■ Text section
==========

Commentary: A Neural Basis for the Acquired Capacity for Suicide

A commentary on

A Neural Basis for the Acquired Capability for Suicide
by Deshpande G, Baxi M, Witte T, Robinson JL. Front Psychiatry (2016) 7:125. doi: 10.3389/fpsyt.2016.00125

Every year suicide accounts for nearly 2% or altogether one million deaths, one happening approximately every 40 s (1). Completed suicide happens significantly more frequently in males in all countries except for rural China (2), and in several countries, it is the leading cause of death in males younger than 40 years of age and is also among the leading causes in other age groups (3). In spite of this significant burden, our understanding of suicide is far from complete. Suicide is a complex phenomenon, arising in almost 90% in the framework of psychiatric disorders, mostly associated with affective illness. However, the lack of sufficient understanding of both psychosocial and neuroanatomical contributors and comprehensive biopsychosocial models leaves a huge gap in identifying targets for the early prediction, screening, detection, and intervention in case of suicidal behavior.

As mentioned earlier, completed suicide rates are much higher in men compared to women especially in the young age groups. Therefore, understanding the neurobiological background of the gender difference would be a promising approach for better understanding of the occurrence of this phenomenon and can also give biological support to psychosocial theories which in turn would also utilize biological findings. Although the most frequent precursor of suicide is major depression, which is three times more common in reproductive age women compared to men, males are paradoxically markedly overrepresented among suicide victims. Several clinical correlates of more common suicidal mortality can be identified in men including employment of more highly lethal methods, comorbid alcohol and substance use, less common help-seeking behavior, and increased impulsive aggressive traits (4). These are coupled with poorer treatment compliance and worse response to certain antidepressants in men further hindering recognition and prevention of processes leading to suicide in men (2). Therefore, identification of gender-specific factors in the emergence of suicide needs to be identified to design-specific interventions. Furthermore, understanding the role of gender in differences in the manifestation of behaviors along the suicide spectrum would also yield important new insight concerning the nature of suicide in general.

There are important gender differences in brain processes involved in learning, memory, language, fear, and anxiety as well as significant gender differences in the prevalence rates of several neuropsychiatric disorders, which may result from sex chromosome effects, developmental hormonal effects, or hormonal modulations during adulthood (5) and may also be consequences of gender-related psychosocial effects. So far, gender differences in dopamine and serotonin functions and genetics (6) and associations between cortisol and male suicide have been reported (7, 8). Testosterone also plays an important role in the gender effect observable in suicide, and this effect may also interact with age (9). Urocortin and BDNF also appear to play a gender-specific role in male suicidal behavior (10), and interestingly there appears to be a gender difference in the putative antisuicidal effect of lithium as well (11). This already complex picture suggests that the investigation of genetic and biological factors in the background of suicide should be conducted from a gender perspective.

==========

■ Dataset content
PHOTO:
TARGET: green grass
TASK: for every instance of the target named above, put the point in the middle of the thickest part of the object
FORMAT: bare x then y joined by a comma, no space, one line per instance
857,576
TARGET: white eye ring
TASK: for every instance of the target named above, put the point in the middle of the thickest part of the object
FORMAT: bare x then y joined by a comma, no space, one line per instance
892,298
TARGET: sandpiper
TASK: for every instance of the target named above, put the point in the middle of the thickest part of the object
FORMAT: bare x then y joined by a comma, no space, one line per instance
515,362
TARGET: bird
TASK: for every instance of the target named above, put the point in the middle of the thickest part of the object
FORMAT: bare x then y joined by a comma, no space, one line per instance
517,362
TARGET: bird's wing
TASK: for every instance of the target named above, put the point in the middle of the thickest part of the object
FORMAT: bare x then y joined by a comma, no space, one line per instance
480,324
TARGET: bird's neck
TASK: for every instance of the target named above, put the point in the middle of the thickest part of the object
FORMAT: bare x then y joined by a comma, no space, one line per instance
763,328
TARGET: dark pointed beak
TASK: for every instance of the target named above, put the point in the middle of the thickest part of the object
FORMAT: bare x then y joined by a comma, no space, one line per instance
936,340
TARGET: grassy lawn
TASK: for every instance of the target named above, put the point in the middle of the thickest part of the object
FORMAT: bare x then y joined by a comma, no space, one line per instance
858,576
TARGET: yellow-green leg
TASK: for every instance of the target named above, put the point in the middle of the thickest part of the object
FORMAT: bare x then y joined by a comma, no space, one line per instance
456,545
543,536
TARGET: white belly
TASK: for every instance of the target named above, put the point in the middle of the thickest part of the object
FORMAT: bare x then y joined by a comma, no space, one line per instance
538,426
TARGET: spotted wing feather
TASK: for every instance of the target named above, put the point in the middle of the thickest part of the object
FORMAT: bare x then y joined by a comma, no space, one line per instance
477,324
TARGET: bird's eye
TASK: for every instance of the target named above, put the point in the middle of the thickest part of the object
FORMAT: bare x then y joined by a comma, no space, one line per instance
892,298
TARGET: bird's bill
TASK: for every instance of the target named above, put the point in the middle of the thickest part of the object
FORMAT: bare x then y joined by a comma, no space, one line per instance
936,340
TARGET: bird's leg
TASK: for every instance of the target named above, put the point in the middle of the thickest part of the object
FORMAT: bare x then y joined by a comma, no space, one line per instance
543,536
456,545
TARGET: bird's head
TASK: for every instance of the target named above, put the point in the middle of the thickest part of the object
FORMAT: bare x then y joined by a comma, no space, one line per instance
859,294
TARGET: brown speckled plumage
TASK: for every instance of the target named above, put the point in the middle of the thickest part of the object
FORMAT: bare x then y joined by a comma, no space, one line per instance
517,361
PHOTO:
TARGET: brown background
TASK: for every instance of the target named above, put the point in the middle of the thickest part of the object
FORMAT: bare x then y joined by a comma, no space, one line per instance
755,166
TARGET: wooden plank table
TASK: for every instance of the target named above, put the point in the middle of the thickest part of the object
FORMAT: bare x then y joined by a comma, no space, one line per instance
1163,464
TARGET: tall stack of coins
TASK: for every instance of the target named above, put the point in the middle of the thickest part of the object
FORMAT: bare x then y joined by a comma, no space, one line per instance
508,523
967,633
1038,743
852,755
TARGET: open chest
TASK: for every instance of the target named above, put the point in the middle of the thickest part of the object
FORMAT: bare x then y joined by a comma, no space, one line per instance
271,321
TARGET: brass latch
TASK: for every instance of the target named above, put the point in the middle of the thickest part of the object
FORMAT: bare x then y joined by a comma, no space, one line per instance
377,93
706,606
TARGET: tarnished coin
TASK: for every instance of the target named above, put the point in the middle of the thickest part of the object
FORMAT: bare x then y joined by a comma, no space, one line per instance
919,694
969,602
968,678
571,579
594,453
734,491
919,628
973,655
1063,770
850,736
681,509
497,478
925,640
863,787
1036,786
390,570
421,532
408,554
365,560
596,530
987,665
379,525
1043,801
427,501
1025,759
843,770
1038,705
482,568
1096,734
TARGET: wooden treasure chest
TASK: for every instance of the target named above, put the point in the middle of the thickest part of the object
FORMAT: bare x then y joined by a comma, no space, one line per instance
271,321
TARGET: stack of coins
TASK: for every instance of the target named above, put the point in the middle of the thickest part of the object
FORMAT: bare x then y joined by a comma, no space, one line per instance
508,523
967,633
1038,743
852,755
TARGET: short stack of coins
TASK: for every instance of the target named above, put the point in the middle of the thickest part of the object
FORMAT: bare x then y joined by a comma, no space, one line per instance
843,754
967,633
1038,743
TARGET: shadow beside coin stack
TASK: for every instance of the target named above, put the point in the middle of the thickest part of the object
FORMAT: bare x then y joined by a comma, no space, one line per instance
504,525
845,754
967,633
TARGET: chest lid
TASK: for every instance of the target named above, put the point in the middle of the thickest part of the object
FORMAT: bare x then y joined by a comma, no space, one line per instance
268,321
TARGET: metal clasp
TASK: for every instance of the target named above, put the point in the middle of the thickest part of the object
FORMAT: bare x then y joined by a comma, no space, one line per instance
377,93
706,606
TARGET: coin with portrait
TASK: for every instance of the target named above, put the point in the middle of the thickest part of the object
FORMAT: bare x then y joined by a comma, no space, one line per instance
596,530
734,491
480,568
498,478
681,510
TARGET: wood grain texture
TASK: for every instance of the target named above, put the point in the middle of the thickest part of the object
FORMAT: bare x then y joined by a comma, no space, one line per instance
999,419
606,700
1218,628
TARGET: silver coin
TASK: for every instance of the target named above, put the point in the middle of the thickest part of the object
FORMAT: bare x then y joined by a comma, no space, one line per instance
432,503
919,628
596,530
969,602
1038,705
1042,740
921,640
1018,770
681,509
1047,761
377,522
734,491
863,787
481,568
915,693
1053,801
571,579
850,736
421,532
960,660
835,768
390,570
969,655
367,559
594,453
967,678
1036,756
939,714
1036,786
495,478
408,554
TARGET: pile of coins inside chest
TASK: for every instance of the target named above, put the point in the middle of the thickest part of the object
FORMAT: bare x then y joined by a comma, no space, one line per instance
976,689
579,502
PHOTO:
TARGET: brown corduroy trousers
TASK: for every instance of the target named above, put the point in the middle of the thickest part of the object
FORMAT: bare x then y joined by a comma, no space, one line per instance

==========

■ What you will do
Write out the passage of the suicide commentary that begins at the words "Every year suicide" and stops after the words "of suicidal behavior.", copying it word for word.

■ Completed exercise
Every year suicide accounts for nearly 2% or altogether one million deaths, one happening approximately every 40 s (1). Completed suicide happens significantly more frequently in males in all countries except for rural China (2), and in several countries, it is the leading cause of death in males younger than 40 years of age and is also among the leading causes in other age groups (3). In spite of this significant burden, our understanding of suicide is far from complete. Suicide is a complex phenomenon, arising in almost 90% in the framework of psychiatric disorders, mostly associated with affective illness. However, the lack of sufficient understanding of both psychosocial and neuroanatomical contributors and comprehensive biopsychosocial models leaves a huge gap in identifying targets for the early prediction, screening, detection, and intervention in case of suicidal behavior.